__AIM OF THE TASK__. Return only the lines from the one containing "# point at: the jacket" to the end of the entries below, exactly as written, both ends included.

[SUPPLIED RECORDS Boundary: Start]

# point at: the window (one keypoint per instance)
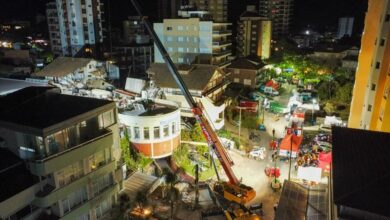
(136, 133)
(247, 82)
(166, 131)
(156, 132)
(173, 127)
(146, 133)
(382, 43)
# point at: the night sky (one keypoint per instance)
(319, 14)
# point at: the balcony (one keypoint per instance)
(222, 32)
(49, 196)
(90, 204)
(222, 44)
(54, 162)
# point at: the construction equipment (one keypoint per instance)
(232, 190)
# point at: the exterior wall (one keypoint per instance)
(279, 12)
(254, 37)
(371, 81)
(217, 8)
(154, 147)
(79, 22)
(242, 76)
(185, 39)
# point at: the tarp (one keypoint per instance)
(324, 160)
(286, 142)
(309, 173)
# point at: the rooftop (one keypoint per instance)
(197, 77)
(13, 174)
(361, 172)
(37, 108)
(244, 63)
(63, 66)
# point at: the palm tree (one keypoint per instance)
(141, 200)
(171, 179)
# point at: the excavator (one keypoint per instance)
(233, 190)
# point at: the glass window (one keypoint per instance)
(173, 127)
(136, 133)
(156, 132)
(166, 131)
(146, 133)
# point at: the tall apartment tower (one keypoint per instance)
(54, 28)
(345, 27)
(279, 12)
(370, 107)
(59, 160)
(217, 8)
(79, 23)
(192, 40)
(253, 35)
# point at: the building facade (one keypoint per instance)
(370, 108)
(254, 35)
(54, 28)
(217, 8)
(345, 27)
(78, 23)
(72, 157)
(280, 13)
(194, 41)
(206, 83)
(153, 132)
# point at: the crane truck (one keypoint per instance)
(232, 190)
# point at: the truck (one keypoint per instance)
(232, 190)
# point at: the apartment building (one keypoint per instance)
(217, 8)
(206, 83)
(193, 40)
(61, 156)
(280, 13)
(54, 29)
(78, 23)
(370, 107)
(253, 35)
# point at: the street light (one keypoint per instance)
(314, 101)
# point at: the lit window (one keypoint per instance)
(166, 130)
(136, 133)
(156, 131)
(146, 133)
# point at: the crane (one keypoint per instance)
(233, 190)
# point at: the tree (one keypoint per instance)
(329, 108)
(141, 200)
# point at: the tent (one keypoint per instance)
(285, 145)
(324, 161)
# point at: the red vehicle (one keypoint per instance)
(249, 106)
(272, 172)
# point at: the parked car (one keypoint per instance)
(258, 153)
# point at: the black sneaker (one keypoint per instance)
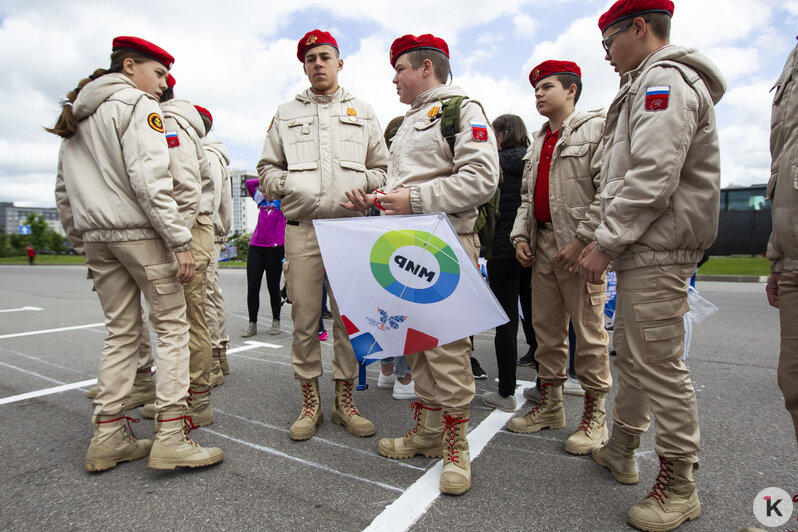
(528, 359)
(477, 370)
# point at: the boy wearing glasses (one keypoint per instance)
(660, 193)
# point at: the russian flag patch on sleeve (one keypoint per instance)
(479, 131)
(171, 139)
(657, 98)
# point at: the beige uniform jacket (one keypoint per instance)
(319, 147)
(113, 182)
(783, 184)
(660, 176)
(219, 160)
(573, 181)
(188, 163)
(421, 160)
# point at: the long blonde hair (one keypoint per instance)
(66, 126)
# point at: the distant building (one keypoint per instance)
(12, 217)
(245, 212)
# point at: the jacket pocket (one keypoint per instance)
(575, 151)
(352, 165)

[SUPPLIED RECORDS Boundary: End]

__RESPONSE TO THE TASK__.
# point at: the jacket pocket (one keypoint per instance)
(575, 151)
(352, 165)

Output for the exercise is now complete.